_HALAMAN_
──────────────────────────────

Walaupun tidak secara eksplisit dikutip, dalam surat 2 Petrus disebutkan bahwa tulisan Paulus telah disalahtafsirkan oleh sebagian orang seperti yang mereka lakukan terhadap “tulisan-tulisan lain” (3.15-16). Istilah Yunani untuk “tulisan-tulisan” dalam nats ini adalah graphê (jamak, grapha) kata yang sering digunakan untuk menyebut Kitab Suci, misalnya, dalam Matius 21.42: “Belum pernahkah kamu baca dalam Kitab Suci?” (bnd. 1Tim 5.18; 2 Tim 3.16 yang sudah dikutip sebelumnya; juga Luk. 24.27; Yoh 5.39; Kis 17.2; Yak 2.8; 2Ptr 1.20). 

Dimensi rangkap Alkitab mengajak kita untuk menerima kebenaran ilah sembari mengakui keterbatasan wahana manusia untuk menyampaikannya. Ketika Roh mengilhami proses penulisan Alkitab, para penulisnya tidak “dirasuki” sehingga hanya menjadi “mesin pencatat” yang yang tidak mencerminkan kekhasan pribadinya. Keragaman isi dan gaya penulisan dalam berbagai kitab memperlihatkan ciri manusiawi ini. Penulis surat Ibrani, misalnya, menunjukkan kepiawaiannya menulis dalam bahasa Yunani yang tinggi menggunakan struktur kalimat yang kompleks, sementara penulis Injil Markus menulis dengan bahasa Yunani yang jauh lebih sederhana. Kalimat demi kalimat sering dihubungkan hanya dengan kai (‘dan’). Peran Roh sebagai sumber yang mendorong proses penulisan jelaslah tidak mereduksi kemanusiaan para penulis-Nya. 

Mengingat peran Roh yang menuntun dengan tetap menghormati kebebasan para penulis, tidak mengherankan bila ada kalanya teks yang dikutip agak berbeda dengan sumbernya.  Contoh nyatanya adalah kutipan dari Yesaya 61.1-2 dalam gulungan kitab yang dibaca Yesus di sinagoga di Nazaret (Luk 4.18-19). Inti pesan yang hendak disampaikan masih sama, tetapi kata-katanya berubah. Begitu pula, rincian tertentu tidak harus persis sama dengan apa yang kita ketahui dari bagian lain Alkitab. Dalam permulaan Injil Markus, penulis mengutip nats yang disebutkan berasal dari kitab Yesaya, padahal bagian pertama kutipan itu (“Lihatlah, Aku menyuruh utusan-Ku mendahului Engkau, ia akan mempersiapkan jalan bagi-Mu”) sebenarnya berasal dari Maleakhi 3.1.

──────────────────────────────

_PERINTAH A_
Kembalikan setiap baris dari catatan di bawah yang memuat kata "Target", dengan memperhatikan huruf besar dan kecil.

Catatan anotasi titik:
──────────────────────────────

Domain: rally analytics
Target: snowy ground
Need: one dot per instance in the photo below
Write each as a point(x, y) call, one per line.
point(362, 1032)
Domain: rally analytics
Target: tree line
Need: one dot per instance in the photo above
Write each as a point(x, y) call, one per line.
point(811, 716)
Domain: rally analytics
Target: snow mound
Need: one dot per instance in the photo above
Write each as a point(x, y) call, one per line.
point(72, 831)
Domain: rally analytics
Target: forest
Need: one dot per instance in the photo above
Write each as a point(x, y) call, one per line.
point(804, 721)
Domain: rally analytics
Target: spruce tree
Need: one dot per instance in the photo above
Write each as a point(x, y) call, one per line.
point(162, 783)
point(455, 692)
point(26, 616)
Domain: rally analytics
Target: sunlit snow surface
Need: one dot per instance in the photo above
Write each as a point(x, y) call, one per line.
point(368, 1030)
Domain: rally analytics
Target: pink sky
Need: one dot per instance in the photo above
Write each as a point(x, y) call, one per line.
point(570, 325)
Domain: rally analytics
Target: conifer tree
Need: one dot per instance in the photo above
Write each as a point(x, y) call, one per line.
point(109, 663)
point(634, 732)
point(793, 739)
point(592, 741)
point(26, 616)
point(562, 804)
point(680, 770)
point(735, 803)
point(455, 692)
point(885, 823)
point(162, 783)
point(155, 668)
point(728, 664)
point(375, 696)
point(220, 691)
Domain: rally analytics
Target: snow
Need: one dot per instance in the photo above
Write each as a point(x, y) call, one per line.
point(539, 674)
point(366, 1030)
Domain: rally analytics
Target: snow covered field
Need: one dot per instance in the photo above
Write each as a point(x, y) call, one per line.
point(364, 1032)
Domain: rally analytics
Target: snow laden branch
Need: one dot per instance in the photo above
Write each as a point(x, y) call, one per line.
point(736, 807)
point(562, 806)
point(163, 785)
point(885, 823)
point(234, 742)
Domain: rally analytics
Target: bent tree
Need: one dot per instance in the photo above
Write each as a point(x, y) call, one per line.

──────────────────────────────

_PERINTAH B_
Sambunglah tulisan tentang ilham Roh dalam penulisan Alkitab di atas, mulai tepat setelah kalimat terakhirnya.

_JAWABAN A_
Target: snowy ground
Target: tree line
Target: snow mound
Target: forest
Target: spruce tree
Target: sunlit snow surface
Target: pink sky
Target: conifer tree
Target: snow
Target: snow covered field
Target: snow laden branch
Target: bent tree

_JAWABAN B_
Kita membaca fenomena yang serupa, walau tak sama, dalam penulisan yang dilakukan Barukh bin Neria. Ketika nubuat Yeremia dibacakan oleh Barukh di hadapan Raja Yoyakim, raja menolak isinya yang menubuatkan kehancuran Yerusalem, lalu membakar bagian demi bagian yang dibacakan (Yer 36.20-32). Yeremia kemudian diperintahkan Tuhan untuk mengambil gulungan lain dan menuliskan di dalamnya “segala perkataan yang semula ada di dalam gulungan yang pertama yang dibakar oleh Yoyakim, raja Yehuda” (ay 28). Menariknya, dalam penulisan ulang ini disebutkan, isinya masih ditambahi lagi dengan perkataan lain (ay 32). 

Demikianlah dimensi rangkap Alkitab tak dapat dipisahkan satu sama lain. Kedua-duanya harus dipertahankan sama seperti hakikat Yesus Kristus yang adalah Allah dan sekaligus manusia. Meminjam ungkapan John Stott yang singkat-padat: 

“On the one hand God spoke, determining what he wanted to say, yet without smothering the personality of the human authors. On the other hand, human beings spoke, using their faculties freely, yet without distorting the truth which God was speaking through them.” 

Alkitab adalah firman Allah dalam dimensi rangkap yang harus dihormati dan diakui bersama-sama. Di satu sisi, Allah berbicara menyampaikan kehendak-Nya tanpa menekan kepribadian para penulis; di sisi lain, para penulis berbicara sesuai dengan kemampuan masing-masing secara bebas tanpa mendistorsi kebenaran yang hendak disampaikan Allah dengan perantaraan mereka. 

Pengakuan akan dimensi rangkap ini mempunyai implikasi yang nyata dalam kehidupan kita umat percaya: 

  1. Kita membaca Alkitab dan mengimaninya sebagai firman Tuhan dengan memohon pencerahan Roh Kudus agar semakin tajam mendengar pesan-Nya yang menyapa dan memperbarui hidup kita (bnd. 2Tim 3.16).   
  2. Kita mempelajari Alkitab seperti buku lainnya yang ditulis manusia biasa dengan memanfaatkan akal budi dan menimba wawasan dari berbagai disiplin ilmu yang meneliti bahasa, naskah, sejarah, budaya dan berbagai dimensi manusiawinya.
  3. Dengan memahami kekayaan latar belakang dan pesannya dalam konteks “dulu dan di sana”, pesan ilahi bagi setiap generasi “kini dan di sini” dapat digali dengan penuh tanggung jawab dan tidak ditafsirkan “menurut kehendak sendiri” (2Ptr 1.20).